● **Required work**
Copy out, word for word, everything from the line containing "Target = flagpole" down to the final line below, including both ends.

* START Given data *

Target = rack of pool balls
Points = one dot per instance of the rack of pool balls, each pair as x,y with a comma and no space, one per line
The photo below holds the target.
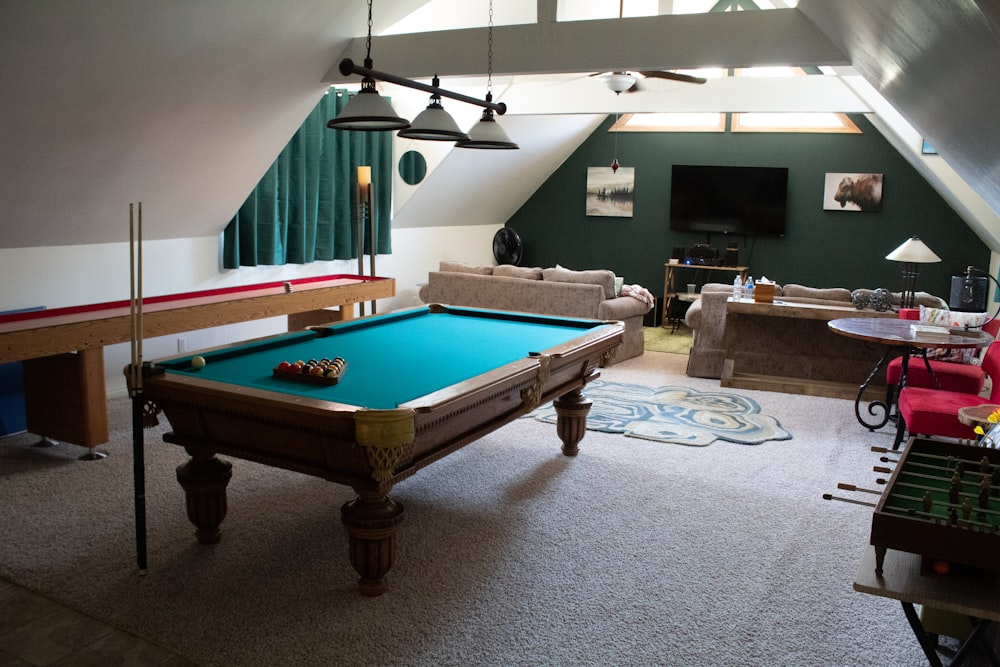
322,371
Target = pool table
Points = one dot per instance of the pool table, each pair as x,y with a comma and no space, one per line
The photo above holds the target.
418,385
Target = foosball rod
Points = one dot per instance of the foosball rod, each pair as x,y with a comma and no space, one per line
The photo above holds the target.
971,496
830,496
850,487
950,457
942,519
969,467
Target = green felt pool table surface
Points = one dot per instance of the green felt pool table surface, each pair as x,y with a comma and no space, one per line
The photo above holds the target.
392,359
419,384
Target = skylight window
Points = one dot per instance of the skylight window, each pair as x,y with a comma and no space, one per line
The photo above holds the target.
671,122
794,122
589,10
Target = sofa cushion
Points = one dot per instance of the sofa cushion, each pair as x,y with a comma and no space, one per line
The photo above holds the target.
826,294
511,271
458,267
602,277
951,318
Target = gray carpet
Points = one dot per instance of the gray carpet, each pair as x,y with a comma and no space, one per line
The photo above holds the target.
633,553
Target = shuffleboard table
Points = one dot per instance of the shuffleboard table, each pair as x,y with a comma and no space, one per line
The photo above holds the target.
417,385
63,348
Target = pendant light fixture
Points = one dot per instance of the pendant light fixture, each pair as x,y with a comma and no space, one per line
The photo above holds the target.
368,111
487,133
434,123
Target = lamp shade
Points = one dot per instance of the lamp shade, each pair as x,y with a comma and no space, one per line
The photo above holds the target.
913,251
487,134
434,124
368,112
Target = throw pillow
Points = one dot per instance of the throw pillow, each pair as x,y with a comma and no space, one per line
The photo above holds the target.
827,294
511,271
458,267
952,318
602,277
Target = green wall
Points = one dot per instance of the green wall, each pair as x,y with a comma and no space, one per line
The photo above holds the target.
820,248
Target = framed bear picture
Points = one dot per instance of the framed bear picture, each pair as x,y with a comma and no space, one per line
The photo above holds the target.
852,192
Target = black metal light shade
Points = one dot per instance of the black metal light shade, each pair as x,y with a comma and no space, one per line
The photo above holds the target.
368,112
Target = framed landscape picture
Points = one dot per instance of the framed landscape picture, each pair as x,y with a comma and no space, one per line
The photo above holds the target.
852,192
610,193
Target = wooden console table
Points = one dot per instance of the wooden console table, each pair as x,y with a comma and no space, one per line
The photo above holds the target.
670,292
901,580
797,354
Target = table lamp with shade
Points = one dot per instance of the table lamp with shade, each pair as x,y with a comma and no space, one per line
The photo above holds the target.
912,253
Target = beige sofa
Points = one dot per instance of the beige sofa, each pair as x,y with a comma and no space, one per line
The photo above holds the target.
707,319
555,291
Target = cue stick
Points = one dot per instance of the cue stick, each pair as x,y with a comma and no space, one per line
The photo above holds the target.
138,278
371,235
828,496
360,230
138,432
131,289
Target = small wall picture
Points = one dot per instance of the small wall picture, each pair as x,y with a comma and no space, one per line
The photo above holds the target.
853,192
610,193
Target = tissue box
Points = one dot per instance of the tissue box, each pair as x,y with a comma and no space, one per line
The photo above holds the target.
763,292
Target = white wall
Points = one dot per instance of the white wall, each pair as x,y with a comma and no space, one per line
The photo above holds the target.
75,275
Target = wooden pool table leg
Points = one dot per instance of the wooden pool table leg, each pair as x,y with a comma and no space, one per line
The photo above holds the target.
571,420
371,521
204,479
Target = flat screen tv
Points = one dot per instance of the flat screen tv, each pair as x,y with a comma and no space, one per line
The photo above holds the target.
729,200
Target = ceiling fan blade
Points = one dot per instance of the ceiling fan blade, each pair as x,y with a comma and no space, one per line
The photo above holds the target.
673,76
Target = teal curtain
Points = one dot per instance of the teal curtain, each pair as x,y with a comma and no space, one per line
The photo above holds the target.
303,209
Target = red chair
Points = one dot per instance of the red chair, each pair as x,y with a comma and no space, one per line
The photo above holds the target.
933,374
935,411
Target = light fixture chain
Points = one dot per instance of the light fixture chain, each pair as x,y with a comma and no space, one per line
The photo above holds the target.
489,54
368,43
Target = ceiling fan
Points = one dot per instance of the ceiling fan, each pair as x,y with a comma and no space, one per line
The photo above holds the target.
628,82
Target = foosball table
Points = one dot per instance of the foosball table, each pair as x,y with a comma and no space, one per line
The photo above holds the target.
942,502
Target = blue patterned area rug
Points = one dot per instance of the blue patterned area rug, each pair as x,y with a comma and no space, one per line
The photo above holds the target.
674,414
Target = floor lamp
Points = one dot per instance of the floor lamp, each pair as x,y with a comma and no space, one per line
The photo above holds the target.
366,211
912,253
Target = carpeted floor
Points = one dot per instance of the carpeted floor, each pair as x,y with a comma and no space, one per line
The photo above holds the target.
659,339
632,553
677,415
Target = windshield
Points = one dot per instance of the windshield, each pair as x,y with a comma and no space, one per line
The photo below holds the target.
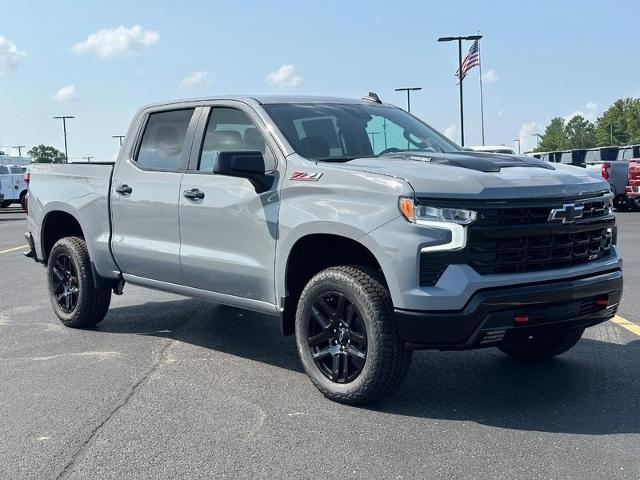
342,132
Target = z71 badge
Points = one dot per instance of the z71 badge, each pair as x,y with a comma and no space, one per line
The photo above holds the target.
305,176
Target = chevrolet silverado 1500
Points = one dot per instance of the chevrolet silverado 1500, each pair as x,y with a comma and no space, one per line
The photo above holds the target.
365,232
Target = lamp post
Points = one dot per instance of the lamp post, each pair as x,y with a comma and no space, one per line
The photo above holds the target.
459,40
408,90
538,138
64,129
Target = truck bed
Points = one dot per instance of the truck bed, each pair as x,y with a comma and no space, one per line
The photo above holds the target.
81,190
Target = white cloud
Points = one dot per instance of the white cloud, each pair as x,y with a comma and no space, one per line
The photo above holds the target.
490,76
527,140
10,56
196,78
112,42
589,113
66,93
450,132
285,76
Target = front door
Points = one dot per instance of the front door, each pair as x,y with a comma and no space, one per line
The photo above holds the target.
144,198
228,235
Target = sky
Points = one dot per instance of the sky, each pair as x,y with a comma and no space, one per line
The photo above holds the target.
101,61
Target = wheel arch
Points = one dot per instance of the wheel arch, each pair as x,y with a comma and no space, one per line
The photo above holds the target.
312,253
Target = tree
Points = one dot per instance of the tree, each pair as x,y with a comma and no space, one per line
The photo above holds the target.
46,154
554,137
580,133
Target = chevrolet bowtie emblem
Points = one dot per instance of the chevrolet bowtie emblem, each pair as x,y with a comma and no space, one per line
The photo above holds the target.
569,213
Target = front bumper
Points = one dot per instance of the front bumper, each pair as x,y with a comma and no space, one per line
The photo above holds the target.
489,317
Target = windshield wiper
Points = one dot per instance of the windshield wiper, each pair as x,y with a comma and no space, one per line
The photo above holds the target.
334,159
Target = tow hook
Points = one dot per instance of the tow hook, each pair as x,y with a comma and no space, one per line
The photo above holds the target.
119,287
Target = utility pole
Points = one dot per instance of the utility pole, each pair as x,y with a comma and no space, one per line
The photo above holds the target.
408,90
611,127
19,147
538,138
119,137
373,140
459,40
64,129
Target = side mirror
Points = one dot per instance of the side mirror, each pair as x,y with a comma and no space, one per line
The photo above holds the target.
244,164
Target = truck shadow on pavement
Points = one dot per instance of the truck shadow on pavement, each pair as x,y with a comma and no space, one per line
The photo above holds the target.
594,389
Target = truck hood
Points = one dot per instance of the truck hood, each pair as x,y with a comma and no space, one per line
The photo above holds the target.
480,175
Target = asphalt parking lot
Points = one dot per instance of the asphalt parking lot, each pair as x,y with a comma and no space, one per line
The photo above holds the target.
169,387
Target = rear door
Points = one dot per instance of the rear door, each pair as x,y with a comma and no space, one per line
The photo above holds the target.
229,235
145,193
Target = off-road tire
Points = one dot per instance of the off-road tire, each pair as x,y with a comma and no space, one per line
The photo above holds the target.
542,347
387,359
92,302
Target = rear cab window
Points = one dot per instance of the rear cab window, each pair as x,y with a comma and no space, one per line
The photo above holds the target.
163,142
231,130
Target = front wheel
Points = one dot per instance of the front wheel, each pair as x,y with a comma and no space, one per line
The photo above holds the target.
76,300
541,347
346,335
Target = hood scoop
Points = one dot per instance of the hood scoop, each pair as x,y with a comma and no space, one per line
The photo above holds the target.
478,162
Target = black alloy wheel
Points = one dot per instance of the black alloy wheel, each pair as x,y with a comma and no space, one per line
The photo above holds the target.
337,337
66,287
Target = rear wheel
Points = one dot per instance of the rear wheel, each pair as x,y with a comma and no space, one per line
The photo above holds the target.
346,335
76,300
540,347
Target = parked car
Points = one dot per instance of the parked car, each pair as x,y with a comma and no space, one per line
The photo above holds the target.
365,252
12,185
633,187
607,162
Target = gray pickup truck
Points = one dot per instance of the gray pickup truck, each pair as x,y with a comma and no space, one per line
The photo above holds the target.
363,231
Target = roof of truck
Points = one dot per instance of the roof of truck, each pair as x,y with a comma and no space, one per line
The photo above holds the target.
268,99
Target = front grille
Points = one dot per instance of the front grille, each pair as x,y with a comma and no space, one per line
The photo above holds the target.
533,215
520,239
534,253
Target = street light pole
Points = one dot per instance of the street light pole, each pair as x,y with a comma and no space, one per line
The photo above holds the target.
459,40
119,137
408,90
64,129
538,138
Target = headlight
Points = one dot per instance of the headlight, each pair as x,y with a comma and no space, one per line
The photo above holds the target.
421,214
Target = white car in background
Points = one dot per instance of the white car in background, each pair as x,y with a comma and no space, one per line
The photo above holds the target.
13,185
493,149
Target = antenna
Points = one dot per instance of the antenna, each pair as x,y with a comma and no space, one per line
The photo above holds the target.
372,97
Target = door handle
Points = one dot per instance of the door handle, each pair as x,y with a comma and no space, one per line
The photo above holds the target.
124,189
193,194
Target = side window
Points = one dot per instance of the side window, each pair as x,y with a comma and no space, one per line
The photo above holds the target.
163,140
231,130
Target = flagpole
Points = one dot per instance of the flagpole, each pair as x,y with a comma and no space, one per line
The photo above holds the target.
481,93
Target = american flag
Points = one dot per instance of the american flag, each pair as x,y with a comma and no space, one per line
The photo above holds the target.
471,60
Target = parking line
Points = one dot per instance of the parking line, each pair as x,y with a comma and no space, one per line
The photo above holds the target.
8,250
623,322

* END Given data *

● **Finished exercise**
Target = flagpole
Points = one dot per instance of the flagpole, each pair as x,y with a comma and no space, one per line
The photo above holds the target.
481,93
Target = american flag
Points = one dot per instance of the american flag, each pair as x,y with a comma and no space, one per line
The photo above holds the target.
471,60
Target = parking line
Points = one dot per instance of the parking line, each pair as x,y with a comma and no space, one per line
The photo above holds the target.
8,250
623,322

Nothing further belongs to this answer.